** Die Aufgabe **
Skaliere die gesamte Liste: Gib sie vollständig Zeile für Zeile erneut aus und multipliziere dabei nur die Koordinaten unter „Boxes“ mit 2,6, gerundet auf ganze Zahlen, wobei halbe Werte aufgerundet werden. Lass die Bilder in der Antwort weg.

(Gespeicherte Datensätze)
****************

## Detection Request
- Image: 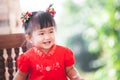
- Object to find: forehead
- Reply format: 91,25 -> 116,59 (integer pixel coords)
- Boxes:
34,26 -> 55,32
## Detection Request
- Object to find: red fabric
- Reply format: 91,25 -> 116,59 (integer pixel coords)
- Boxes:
17,45 -> 75,80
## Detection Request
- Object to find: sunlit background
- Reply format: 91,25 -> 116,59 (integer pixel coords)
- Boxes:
0,0 -> 120,80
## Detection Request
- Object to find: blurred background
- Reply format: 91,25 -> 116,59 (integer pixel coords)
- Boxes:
0,0 -> 120,80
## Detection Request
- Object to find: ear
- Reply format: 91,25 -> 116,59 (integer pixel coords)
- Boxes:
25,34 -> 31,41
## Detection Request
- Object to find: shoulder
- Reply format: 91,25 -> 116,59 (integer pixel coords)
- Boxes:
18,48 -> 33,58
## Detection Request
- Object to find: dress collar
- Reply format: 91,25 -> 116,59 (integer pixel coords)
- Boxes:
33,44 -> 56,56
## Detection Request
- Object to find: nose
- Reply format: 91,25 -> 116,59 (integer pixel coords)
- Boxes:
44,34 -> 50,39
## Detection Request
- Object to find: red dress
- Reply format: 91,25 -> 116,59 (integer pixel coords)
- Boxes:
17,45 -> 75,80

****************

** Lösung der Aufgabe **
## Detection Request
- Image: 
- Object to find: forehead
- Reply format: 91,25 -> 116,59 (integer pixel coords)
- Boxes:
88,68 -> 143,83
## Detection Request
- Object to find: red fabric
- Reply format: 91,25 -> 116,59 (integer pixel coords)
- Boxes:
44,117 -> 195,208
## Detection Request
- Object to find: sunlit background
- Reply format: 91,25 -> 116,59 (integer pixel coords)
- Boxes:
0,0 -> 312,208
## Detection Request
- Object to find: blurred background
- Reply format: 91,25 -> 116,59 (integer pixel coords)
- Boxes:
0,0 -> 312,208
## Detection Request
- Object to find: ear
- Reply format: 91,25 -> 116,59 (integer pixel coords)
- Boxes:
65,88 -> 81,107
## Detection Request
- Object to find: shoulder
- Reply format: 91,25 -> 116,59 (integer pixel coords)
- Boxes:
47,125 -> 86,151
## Detection Request
- Object to find: dress collar
- Reply format: 91,25 -> 116,59 (integer pixel coords)
- Boxes:
86,114 -> 146,146
## Detection Request
- Object to find: nose
- Reply format: 91,25 -> 116,59 (integer pixel coords)
- Boxes:
114,88 -> 130,101
## Detection Request
- Object to find: red dress
- Reply format: 91,25 -> 116,59 (integer pixel coords)
- Boxes:
44,117 -> 195,208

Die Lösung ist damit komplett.